*GIVEN PROBLEM:*
From the records below, copy out word for word the lines starting at the one containing "Annotate the shirtless" and ending at the one containing "<point>574,389</point>", with both of those lines included.

*PROVIDED RECORDS:*
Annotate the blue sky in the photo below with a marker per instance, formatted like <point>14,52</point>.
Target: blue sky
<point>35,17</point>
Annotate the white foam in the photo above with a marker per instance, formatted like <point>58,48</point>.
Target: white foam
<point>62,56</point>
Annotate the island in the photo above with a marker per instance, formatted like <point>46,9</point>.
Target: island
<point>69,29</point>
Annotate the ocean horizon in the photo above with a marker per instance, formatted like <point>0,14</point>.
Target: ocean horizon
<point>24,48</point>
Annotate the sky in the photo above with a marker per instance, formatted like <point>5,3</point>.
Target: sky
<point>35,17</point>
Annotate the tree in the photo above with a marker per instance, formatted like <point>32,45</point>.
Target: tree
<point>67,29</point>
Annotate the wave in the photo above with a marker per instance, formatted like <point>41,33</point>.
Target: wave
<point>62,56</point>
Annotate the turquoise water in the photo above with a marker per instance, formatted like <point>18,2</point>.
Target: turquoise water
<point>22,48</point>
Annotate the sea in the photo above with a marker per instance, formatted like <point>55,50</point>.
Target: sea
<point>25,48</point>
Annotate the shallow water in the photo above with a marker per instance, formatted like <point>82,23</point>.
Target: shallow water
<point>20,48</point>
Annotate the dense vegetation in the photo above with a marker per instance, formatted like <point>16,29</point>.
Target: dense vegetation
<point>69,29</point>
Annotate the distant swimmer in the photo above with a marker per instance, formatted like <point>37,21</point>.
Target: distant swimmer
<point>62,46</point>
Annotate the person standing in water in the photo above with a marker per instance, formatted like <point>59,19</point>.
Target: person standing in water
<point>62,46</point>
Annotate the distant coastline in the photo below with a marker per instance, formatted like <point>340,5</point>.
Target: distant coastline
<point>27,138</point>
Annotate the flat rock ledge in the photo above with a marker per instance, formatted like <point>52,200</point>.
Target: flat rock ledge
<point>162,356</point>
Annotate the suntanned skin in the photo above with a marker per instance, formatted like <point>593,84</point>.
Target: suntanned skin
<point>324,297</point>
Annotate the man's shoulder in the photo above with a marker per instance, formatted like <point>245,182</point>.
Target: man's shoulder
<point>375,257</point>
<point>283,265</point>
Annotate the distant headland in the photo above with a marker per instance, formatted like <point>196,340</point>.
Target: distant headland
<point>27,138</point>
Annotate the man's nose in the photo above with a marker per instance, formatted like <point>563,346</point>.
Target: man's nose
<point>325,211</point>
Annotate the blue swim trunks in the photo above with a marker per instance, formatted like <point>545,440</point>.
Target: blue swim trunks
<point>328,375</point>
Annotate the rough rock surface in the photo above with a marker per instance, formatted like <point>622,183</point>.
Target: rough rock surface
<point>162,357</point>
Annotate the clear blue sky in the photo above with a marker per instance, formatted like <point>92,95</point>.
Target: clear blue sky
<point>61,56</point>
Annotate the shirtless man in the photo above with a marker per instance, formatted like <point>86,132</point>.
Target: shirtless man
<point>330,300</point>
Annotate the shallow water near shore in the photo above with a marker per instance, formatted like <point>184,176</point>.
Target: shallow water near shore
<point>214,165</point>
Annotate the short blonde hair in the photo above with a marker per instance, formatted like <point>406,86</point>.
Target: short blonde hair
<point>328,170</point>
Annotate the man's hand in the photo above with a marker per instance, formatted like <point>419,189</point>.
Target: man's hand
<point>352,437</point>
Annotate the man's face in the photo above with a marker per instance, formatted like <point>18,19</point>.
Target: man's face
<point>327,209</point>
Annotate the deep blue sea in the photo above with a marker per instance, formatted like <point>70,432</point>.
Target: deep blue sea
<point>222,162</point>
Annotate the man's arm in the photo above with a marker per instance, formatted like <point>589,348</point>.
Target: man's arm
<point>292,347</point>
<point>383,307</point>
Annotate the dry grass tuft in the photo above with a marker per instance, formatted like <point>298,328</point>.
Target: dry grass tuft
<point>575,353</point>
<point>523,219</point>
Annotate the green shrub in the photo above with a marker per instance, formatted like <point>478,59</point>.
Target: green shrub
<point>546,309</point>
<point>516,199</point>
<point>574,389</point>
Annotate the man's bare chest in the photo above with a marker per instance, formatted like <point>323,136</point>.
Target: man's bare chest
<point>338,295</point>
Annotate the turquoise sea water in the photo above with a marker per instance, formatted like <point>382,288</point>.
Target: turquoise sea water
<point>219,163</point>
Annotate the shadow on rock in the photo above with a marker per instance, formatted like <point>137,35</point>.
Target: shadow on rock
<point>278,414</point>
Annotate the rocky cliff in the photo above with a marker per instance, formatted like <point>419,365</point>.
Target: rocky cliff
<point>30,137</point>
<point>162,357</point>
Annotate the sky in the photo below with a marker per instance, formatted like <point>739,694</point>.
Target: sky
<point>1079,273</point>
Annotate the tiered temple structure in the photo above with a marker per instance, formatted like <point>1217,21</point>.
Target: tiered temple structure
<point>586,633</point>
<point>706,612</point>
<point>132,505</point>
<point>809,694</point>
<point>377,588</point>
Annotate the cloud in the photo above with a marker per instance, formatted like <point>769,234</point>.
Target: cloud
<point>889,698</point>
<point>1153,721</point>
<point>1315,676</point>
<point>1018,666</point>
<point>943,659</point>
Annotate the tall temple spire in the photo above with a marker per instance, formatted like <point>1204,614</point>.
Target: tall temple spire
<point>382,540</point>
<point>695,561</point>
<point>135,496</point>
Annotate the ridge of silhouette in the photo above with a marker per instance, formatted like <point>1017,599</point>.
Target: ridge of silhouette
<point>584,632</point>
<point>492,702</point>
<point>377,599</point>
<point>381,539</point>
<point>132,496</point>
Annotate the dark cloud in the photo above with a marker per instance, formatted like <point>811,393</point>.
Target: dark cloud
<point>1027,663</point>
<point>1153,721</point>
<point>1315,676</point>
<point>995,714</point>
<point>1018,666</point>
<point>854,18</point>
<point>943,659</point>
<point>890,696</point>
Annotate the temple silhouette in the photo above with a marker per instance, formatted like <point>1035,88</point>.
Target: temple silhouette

*CORRECT RESULT:*
Annotate the shirtless man in the photo above with a marker per instance, formatted like <point>86,132</point>.
Target: shirtless man
<point>330,300</point>
Annotate the shallow water near shore in the photo above with a marker per instance, formatted like <point>184,176</point>.
Target: shallow water near shore
<point>214,165</point>
Annotate the short blonde hair in the photo above with a marker per instance, formatted like <point>406,86</point>.
Target: short blonde hair
<point>328,170</point>
Annotate the man's hand in the photo above with a marker per instance, formatted like <point>419,189</point>.
Target: man's hand
<point>352,437</point>
Annotate the man's face in the photo above with a marker per instance, formatted like <point>18,19</point>.
Target: man's face
<point>327,209</point>
Annotate the deep blue sea in the photo above with a marker per instance, formatted like <point>70,432</point>.
Target: deep blue sea
<point>222,162</point>
Annotate the man's arm in the photo above with a marker per instance, formatted like <point>589,348</point>.
Target: man's arm
<point>292,347</point>
<point>383,307</point>
Annotate the dry grass tuft in the photo above with a marker per instance, formatted like <point>298,328</point>.
Target: dry grass tuft
<point>575,353</point>
<point>523,219</point>
Annotate the green shrub in the photo above with a marker per instance, formatted like <point>478,59</point>.
Target: green shrub
<point>546,309</point>
<point>516,199</point>
<point>574,389</point>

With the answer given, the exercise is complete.